Work to complete:
State how many lines of the data below contain the string "wheel", counting only matches in the same letter case, and reply with that number alone.

+++++

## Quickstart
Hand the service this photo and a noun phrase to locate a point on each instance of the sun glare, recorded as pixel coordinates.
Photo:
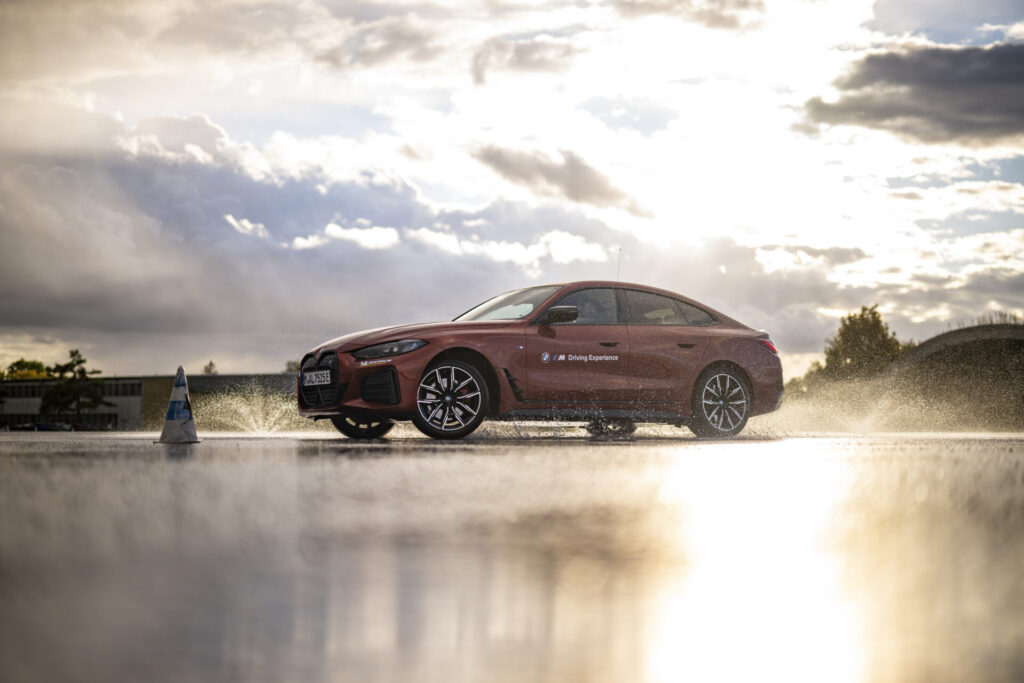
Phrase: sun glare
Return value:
(762, 598)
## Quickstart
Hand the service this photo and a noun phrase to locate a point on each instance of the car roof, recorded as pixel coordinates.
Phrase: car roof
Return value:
(584, 284)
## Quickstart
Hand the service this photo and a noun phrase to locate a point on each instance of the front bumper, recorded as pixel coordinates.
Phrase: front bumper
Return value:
(384, 386)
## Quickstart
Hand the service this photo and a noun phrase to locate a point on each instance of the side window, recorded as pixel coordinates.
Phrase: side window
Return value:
(695, 315)
(597, 306)
(647, 308)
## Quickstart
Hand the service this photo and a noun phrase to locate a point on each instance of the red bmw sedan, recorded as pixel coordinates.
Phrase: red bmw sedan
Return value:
(607, 353)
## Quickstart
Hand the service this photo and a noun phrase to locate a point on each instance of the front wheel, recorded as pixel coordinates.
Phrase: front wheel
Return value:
(721, 403)
(361, 427)
(451, 399)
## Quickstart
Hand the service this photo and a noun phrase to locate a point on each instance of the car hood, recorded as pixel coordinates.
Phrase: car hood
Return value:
(420, 331)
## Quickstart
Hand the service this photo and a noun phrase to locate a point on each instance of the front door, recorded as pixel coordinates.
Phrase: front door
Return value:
(586, 360)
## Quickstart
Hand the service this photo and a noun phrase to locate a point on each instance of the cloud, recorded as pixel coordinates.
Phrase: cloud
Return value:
(383, 41)
(368, 238)
(246, 226)
(933, 94)
(174, 134)
(570, 176)
(641, 115)
(539, 53)
(712, 13)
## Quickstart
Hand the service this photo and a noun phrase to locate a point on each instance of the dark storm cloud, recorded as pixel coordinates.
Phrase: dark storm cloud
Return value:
(388, 39)
(933, 94)
(570, 177)
(537, 53)
(713, 13)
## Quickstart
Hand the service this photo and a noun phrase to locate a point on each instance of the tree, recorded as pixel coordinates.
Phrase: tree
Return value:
(75, 389)
(862, 347)
(26, 370)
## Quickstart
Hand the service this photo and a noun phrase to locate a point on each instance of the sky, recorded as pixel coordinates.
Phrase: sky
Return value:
(240, 180)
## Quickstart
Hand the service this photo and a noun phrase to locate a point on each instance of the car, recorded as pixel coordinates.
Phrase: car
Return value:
(607, 353)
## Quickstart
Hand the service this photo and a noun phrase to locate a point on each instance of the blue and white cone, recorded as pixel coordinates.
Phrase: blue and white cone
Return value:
(179, 426)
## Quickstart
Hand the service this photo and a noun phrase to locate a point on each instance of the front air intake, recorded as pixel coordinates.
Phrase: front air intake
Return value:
(381, 387)
(324, 394)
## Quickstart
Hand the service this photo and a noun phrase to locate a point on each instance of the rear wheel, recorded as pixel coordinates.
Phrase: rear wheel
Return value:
(721, 403)
(361, 427)
(611, 427)
(451, 399)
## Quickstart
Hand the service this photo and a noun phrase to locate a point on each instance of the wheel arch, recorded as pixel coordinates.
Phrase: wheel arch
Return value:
(481, 364)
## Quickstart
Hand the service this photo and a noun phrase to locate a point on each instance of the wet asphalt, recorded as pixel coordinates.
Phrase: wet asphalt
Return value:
(524, 555)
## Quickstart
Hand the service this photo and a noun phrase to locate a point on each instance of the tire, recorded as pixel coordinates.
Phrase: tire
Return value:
(451, 399)
(721, 403)
(357, 427)
(610, 428)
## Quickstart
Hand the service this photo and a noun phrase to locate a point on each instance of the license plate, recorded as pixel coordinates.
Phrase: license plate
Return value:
(316, 378)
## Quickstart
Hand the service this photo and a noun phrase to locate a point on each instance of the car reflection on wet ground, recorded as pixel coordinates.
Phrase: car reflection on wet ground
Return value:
(548, 557)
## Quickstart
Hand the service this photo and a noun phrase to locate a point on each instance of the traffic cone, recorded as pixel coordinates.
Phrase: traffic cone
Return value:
(179, 426)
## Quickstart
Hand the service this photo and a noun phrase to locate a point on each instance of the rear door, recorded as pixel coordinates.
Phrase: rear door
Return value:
(586, 360)
(666, 348)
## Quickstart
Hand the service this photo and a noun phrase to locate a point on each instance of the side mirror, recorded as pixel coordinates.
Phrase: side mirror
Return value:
(560, 314)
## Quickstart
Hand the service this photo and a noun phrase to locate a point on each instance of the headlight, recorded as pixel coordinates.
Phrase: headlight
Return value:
(388, 348)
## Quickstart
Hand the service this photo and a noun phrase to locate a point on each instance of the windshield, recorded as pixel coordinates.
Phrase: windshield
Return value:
(511, 305)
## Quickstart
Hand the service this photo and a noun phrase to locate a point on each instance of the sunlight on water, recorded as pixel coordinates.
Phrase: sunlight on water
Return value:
(762, 599)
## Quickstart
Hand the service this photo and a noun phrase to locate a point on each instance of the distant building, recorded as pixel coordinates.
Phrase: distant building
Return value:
(139, 402)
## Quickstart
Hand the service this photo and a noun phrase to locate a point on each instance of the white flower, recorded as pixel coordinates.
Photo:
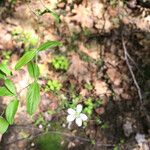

+++++

Answer below:
6